## Work order
Copy nothing but the lines below running from the line containing "positive clicks: (514, 677)" through the line containing "negative clicks: (409, 375) (571, 641)", both end lines included.

## Input for this task

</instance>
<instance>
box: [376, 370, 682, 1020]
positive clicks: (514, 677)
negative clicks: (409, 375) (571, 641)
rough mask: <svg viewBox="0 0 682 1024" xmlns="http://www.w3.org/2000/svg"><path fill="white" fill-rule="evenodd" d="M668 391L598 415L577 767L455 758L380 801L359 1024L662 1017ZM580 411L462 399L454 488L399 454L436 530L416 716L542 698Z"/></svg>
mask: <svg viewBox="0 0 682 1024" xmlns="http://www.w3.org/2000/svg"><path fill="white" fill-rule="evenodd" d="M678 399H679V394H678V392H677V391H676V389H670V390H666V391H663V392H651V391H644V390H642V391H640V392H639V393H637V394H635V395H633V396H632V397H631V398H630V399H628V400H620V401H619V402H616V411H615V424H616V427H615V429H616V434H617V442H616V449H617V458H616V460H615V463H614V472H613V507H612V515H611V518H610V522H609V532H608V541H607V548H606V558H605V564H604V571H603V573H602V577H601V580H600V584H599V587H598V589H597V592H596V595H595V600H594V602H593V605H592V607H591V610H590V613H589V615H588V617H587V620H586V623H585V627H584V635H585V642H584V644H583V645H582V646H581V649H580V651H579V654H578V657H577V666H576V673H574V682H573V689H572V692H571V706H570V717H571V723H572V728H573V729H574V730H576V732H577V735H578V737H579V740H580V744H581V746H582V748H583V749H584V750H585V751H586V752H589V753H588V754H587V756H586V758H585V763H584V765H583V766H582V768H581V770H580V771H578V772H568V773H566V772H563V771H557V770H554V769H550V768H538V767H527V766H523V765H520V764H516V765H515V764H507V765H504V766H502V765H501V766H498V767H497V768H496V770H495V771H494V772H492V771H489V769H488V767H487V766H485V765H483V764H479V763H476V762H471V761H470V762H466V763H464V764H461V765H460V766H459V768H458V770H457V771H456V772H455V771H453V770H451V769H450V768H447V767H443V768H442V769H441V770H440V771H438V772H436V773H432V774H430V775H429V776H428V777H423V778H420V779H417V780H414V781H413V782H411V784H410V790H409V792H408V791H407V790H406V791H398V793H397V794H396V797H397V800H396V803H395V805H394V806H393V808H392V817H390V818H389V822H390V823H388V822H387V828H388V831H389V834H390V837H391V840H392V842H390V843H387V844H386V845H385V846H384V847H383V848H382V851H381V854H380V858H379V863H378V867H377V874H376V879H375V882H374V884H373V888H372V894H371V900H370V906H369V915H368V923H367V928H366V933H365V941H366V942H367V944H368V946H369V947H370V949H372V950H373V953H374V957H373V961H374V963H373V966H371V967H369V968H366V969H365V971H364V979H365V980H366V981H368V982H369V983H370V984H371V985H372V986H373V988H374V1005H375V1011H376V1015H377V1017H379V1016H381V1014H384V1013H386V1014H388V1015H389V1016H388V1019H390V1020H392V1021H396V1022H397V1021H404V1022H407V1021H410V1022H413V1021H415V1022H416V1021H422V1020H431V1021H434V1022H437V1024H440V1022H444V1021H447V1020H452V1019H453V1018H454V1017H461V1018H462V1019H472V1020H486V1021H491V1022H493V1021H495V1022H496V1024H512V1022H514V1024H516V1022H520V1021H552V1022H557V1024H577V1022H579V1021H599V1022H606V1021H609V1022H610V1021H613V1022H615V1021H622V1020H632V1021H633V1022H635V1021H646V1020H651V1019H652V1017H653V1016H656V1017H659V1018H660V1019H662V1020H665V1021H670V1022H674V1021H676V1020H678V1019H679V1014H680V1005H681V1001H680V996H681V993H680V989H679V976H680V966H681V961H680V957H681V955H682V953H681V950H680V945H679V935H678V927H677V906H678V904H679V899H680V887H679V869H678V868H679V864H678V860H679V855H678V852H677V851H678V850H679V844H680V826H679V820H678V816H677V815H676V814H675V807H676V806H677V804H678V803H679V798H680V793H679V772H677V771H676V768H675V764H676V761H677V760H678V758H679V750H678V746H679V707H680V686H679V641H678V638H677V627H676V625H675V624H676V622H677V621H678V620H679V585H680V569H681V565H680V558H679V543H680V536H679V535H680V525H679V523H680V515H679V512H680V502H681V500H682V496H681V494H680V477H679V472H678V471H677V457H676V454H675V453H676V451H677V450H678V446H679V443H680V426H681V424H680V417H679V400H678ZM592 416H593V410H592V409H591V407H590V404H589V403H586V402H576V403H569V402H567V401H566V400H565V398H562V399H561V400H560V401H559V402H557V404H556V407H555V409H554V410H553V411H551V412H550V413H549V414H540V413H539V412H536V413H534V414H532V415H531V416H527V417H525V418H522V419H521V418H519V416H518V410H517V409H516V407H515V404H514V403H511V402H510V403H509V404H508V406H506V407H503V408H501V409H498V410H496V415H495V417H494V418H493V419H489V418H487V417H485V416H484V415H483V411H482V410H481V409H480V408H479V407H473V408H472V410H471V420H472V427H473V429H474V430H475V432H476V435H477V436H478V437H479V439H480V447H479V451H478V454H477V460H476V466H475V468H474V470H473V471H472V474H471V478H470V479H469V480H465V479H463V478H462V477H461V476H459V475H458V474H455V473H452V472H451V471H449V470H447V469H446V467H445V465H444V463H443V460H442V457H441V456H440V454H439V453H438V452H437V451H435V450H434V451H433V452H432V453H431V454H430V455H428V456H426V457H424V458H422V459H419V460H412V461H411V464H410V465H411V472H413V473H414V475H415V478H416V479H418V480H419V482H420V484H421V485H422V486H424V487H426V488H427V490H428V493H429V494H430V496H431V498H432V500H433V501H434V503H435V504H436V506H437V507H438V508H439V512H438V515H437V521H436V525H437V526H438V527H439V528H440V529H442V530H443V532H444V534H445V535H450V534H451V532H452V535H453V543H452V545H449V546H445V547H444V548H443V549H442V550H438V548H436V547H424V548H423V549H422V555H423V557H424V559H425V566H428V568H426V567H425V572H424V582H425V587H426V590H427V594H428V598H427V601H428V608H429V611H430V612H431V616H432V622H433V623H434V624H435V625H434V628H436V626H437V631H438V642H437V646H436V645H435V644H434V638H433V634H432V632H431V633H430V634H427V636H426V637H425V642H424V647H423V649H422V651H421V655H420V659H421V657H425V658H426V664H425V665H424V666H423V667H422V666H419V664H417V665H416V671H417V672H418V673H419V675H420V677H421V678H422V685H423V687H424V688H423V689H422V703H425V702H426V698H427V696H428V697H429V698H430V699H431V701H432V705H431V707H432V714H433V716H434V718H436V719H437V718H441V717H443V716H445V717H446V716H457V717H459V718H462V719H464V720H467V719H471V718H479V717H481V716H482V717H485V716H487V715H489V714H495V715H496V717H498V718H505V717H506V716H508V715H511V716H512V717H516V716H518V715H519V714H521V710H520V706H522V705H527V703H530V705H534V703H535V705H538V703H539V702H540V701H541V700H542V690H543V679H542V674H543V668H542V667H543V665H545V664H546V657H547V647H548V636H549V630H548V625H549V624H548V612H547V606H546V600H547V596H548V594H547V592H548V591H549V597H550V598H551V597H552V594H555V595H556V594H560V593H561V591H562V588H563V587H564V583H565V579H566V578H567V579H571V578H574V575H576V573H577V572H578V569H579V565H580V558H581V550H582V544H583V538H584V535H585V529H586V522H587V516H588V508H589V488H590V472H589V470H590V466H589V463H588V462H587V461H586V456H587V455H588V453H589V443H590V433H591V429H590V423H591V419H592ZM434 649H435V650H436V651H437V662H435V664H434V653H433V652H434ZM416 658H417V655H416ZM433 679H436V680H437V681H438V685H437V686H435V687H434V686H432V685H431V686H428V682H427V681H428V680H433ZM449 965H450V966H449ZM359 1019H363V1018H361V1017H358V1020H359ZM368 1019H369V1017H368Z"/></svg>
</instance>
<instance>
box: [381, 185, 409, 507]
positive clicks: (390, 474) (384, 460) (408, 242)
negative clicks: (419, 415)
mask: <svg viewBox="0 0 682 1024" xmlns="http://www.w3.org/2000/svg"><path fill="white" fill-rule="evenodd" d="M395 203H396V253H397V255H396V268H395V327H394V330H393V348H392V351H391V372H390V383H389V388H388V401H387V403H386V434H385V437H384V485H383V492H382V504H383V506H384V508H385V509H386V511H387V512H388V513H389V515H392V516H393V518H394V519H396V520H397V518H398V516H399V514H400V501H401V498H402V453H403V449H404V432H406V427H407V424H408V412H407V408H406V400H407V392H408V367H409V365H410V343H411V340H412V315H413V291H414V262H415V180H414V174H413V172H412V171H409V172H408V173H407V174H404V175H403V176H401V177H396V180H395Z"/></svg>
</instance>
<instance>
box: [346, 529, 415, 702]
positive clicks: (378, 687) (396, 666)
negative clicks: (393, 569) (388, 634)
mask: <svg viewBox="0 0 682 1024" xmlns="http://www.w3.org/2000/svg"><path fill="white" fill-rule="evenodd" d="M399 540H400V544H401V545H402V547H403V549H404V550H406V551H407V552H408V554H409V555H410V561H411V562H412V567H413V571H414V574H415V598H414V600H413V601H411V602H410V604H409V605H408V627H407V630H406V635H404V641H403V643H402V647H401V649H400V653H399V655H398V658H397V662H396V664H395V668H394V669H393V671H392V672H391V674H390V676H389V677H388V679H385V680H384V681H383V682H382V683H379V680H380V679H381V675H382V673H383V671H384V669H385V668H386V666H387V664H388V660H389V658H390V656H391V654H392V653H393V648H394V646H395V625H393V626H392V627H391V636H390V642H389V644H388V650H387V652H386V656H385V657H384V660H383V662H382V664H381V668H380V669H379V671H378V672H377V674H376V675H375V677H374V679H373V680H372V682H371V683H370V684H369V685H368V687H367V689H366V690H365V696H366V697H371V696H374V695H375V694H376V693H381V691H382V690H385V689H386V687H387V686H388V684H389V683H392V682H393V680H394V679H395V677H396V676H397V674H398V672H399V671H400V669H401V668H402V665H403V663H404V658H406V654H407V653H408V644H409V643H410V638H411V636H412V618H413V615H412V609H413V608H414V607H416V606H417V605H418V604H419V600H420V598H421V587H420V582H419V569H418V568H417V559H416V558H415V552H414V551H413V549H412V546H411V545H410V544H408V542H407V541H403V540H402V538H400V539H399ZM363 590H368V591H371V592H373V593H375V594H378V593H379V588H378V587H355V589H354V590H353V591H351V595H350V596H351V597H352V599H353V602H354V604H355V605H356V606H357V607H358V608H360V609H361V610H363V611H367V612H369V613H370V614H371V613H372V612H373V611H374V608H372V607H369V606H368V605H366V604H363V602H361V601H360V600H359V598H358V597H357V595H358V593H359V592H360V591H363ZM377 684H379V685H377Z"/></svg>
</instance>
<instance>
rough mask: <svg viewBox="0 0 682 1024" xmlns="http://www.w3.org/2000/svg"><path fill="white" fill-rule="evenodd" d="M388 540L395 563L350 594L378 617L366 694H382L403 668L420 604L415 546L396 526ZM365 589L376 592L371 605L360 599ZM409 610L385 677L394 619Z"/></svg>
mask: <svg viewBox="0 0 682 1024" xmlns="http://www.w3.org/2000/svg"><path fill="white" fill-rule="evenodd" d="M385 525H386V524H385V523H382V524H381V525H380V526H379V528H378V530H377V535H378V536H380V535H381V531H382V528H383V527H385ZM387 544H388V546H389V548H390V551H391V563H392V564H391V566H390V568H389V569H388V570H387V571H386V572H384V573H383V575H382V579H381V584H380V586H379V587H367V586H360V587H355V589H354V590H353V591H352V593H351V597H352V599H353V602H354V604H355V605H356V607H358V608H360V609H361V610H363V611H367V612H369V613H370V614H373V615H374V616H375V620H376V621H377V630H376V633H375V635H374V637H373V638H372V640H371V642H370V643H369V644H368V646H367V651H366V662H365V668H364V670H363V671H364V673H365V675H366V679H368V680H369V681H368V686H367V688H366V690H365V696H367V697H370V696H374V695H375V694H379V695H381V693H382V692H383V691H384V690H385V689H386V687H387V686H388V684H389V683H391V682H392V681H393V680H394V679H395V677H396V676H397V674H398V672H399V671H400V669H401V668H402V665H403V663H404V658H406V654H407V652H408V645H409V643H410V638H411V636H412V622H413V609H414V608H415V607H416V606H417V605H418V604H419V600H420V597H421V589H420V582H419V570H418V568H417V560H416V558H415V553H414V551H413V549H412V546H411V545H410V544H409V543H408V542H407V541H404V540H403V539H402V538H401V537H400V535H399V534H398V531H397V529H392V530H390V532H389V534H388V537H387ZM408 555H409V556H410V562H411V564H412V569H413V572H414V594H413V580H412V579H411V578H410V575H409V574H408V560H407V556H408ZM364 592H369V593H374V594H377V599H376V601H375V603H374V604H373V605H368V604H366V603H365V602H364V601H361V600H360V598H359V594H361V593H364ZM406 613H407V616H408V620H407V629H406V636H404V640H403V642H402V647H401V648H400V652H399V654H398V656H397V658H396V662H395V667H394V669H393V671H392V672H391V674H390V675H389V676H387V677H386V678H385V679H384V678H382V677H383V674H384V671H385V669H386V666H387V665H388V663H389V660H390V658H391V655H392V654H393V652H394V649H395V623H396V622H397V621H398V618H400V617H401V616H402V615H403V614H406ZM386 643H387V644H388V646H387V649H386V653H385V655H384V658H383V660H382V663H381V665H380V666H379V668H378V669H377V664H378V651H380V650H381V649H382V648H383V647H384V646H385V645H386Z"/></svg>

## Result of this exercise
positive clicks: (514, 677)
negative clicks: (409, 375) (571, 641)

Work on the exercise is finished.